PROBLEM DESCRIPTION: Which lines in the entries below contain the string "green"? Copy each of those lines, matching case exactly.

Region outline entries:
——
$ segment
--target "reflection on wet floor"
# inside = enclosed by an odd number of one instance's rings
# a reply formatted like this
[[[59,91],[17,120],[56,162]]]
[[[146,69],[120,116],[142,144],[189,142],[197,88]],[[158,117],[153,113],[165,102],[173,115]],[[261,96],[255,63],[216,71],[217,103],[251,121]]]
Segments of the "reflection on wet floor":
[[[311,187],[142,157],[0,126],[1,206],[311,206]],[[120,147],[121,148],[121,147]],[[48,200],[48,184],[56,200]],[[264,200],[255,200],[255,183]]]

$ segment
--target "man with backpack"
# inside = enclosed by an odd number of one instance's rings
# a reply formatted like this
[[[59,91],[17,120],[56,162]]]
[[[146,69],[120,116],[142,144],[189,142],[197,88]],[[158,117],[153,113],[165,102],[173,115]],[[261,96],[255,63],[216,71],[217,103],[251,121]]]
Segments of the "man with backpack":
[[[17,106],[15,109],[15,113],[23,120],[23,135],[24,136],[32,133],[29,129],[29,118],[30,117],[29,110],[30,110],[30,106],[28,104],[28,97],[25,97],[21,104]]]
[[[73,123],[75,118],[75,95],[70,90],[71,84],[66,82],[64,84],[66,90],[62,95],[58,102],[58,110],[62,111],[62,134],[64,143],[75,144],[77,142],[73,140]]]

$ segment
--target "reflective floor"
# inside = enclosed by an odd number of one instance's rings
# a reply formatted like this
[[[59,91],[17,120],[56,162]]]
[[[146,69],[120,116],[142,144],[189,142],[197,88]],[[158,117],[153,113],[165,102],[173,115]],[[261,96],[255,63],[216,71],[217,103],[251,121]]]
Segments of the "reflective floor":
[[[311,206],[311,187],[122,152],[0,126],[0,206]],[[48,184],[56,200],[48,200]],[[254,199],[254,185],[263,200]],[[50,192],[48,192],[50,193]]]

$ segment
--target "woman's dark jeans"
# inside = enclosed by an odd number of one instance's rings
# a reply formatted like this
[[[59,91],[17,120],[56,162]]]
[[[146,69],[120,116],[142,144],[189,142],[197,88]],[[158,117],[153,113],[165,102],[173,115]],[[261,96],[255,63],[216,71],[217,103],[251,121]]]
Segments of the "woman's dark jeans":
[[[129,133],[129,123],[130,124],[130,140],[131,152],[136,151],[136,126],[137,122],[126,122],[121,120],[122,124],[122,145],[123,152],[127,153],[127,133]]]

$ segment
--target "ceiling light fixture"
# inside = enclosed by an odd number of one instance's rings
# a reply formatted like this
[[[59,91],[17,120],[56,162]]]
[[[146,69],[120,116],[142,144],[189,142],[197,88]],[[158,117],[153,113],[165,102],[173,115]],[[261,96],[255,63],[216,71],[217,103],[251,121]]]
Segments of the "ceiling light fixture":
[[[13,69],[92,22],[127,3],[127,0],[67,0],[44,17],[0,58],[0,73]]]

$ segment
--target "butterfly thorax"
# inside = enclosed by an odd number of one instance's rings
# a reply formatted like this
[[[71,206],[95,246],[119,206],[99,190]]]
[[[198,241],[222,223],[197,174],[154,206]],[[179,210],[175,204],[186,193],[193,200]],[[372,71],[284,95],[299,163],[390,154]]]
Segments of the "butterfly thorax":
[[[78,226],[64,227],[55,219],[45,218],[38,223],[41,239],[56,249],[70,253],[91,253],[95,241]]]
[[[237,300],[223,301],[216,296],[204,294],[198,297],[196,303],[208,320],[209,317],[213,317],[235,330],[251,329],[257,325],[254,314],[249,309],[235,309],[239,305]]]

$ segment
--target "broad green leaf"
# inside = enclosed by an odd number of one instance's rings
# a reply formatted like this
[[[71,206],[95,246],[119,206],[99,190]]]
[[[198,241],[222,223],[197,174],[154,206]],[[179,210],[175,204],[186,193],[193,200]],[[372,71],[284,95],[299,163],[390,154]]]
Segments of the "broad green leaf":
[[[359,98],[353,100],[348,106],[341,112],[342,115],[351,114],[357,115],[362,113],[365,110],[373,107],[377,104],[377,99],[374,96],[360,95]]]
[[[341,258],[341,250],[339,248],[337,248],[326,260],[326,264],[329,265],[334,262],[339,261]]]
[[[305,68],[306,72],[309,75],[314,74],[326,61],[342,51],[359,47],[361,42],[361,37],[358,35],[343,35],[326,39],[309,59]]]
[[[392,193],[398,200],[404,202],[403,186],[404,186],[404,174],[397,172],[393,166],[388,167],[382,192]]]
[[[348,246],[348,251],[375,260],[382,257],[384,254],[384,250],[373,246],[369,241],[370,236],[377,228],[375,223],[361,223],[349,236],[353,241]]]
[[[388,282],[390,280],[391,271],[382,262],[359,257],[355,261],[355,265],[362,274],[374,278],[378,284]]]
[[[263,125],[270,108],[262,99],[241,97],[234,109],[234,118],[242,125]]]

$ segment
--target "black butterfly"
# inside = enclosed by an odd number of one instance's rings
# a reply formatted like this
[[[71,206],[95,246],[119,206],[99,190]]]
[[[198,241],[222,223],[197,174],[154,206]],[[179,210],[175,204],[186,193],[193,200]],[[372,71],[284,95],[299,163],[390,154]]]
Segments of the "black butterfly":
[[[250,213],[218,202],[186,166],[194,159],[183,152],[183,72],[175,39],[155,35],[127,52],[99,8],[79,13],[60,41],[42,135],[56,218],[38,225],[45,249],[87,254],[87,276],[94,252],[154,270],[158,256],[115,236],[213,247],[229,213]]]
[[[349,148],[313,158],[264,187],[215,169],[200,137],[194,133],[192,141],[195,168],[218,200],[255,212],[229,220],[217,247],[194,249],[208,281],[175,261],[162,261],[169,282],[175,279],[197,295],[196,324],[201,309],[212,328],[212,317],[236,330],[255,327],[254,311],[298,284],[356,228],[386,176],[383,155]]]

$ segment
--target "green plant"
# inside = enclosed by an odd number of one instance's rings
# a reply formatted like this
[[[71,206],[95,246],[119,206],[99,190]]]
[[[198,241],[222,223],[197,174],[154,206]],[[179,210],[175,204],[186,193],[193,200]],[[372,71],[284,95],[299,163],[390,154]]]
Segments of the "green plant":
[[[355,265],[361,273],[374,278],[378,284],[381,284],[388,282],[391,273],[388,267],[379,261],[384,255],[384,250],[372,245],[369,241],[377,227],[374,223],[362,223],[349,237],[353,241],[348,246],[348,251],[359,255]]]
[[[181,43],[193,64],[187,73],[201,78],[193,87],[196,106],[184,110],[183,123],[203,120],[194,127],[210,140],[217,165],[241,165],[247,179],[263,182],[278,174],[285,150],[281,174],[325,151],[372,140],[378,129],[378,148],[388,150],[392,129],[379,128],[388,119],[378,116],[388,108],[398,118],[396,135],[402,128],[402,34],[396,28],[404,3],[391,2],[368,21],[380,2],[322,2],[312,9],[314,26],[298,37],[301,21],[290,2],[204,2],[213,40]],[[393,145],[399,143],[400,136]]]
——
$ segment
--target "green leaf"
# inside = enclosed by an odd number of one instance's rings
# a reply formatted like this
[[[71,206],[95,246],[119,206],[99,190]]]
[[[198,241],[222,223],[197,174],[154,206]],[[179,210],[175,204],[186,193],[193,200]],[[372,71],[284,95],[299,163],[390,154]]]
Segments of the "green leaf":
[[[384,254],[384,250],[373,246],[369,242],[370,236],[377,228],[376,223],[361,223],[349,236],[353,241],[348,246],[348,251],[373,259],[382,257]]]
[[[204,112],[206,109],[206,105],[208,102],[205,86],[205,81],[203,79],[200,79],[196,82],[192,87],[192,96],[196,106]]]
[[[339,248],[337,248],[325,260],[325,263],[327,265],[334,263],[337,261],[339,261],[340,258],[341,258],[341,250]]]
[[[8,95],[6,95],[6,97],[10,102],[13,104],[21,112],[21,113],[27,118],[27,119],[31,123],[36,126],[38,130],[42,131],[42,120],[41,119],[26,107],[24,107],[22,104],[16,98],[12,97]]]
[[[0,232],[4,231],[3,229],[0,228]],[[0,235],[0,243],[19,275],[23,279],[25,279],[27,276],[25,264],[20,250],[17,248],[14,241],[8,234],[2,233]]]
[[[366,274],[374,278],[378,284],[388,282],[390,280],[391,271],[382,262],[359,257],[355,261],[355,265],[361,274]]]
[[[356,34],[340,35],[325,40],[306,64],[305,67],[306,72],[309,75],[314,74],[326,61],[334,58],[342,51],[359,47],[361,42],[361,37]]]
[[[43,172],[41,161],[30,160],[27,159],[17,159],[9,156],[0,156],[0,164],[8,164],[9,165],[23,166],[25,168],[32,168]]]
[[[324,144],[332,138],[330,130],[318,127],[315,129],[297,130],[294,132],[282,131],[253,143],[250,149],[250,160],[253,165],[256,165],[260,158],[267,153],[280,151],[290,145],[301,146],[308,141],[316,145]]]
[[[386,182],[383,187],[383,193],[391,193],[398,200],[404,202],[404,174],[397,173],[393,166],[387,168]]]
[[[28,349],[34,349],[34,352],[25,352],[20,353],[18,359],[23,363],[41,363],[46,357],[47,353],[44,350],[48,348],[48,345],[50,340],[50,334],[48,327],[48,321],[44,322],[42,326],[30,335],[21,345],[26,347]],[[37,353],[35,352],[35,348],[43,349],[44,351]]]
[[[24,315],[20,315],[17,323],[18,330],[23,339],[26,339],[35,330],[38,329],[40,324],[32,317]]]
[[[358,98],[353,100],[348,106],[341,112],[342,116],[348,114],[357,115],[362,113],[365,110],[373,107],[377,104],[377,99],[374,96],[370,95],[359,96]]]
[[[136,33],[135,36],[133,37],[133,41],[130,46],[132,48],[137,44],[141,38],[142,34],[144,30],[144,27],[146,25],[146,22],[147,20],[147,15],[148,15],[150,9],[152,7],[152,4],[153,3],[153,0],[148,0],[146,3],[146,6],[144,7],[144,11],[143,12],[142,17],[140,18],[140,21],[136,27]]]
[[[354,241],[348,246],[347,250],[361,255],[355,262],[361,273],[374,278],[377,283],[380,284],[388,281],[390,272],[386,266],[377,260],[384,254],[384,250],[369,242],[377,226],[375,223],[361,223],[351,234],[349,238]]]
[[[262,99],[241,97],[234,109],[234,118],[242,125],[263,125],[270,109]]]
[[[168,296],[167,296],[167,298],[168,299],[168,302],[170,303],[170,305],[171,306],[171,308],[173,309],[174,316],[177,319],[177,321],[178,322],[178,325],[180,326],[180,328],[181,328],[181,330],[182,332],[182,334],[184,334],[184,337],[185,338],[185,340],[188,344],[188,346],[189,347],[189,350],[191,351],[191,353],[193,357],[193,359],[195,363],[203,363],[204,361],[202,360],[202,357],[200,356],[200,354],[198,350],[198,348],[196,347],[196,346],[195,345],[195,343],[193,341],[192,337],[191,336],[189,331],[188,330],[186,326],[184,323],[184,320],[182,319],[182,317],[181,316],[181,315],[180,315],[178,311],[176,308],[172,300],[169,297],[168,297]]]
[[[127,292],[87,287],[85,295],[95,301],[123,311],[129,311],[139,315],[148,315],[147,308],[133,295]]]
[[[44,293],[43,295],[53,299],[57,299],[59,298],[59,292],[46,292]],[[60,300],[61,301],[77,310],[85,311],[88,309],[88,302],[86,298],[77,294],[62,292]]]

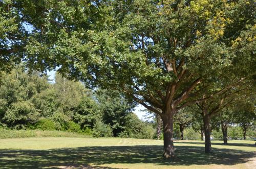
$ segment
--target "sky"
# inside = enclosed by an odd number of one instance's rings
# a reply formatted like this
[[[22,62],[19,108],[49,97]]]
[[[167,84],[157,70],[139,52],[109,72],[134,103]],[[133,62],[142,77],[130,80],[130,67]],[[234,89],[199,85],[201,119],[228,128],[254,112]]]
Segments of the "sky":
——
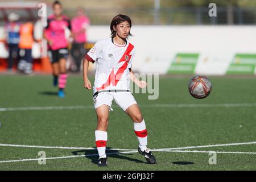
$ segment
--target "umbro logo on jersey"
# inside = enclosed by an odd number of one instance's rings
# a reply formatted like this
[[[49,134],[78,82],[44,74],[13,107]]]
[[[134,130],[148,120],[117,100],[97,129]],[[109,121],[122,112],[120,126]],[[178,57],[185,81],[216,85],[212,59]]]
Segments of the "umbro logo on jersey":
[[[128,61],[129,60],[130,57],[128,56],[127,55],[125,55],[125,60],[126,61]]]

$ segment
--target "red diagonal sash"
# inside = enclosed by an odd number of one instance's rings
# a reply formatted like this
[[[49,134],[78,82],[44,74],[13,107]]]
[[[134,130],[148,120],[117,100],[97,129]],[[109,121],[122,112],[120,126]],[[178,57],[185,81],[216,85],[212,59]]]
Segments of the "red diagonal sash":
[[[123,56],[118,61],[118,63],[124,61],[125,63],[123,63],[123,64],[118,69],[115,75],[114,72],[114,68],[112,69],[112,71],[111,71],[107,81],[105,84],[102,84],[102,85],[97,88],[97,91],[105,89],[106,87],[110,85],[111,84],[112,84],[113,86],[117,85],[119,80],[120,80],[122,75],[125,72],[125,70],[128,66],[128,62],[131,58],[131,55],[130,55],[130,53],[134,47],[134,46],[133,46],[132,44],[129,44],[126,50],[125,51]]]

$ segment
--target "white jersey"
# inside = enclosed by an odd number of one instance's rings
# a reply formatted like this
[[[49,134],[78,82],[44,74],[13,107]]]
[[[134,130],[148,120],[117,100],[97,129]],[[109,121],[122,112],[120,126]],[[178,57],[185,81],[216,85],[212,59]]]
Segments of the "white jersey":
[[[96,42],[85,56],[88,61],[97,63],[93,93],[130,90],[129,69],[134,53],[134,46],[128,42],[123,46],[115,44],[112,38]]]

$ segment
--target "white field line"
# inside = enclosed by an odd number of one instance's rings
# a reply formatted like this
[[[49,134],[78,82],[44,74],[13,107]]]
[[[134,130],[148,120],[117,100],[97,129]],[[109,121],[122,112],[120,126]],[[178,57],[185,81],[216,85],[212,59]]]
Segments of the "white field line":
——
SOLUTION FOR THIS EXERCISE:
--target "broad green leaf"
Segments of the "broad green leaf":
--target "green plant"
Segments of the "green plant":
--target "green leaf"
Segments of the "green leaf":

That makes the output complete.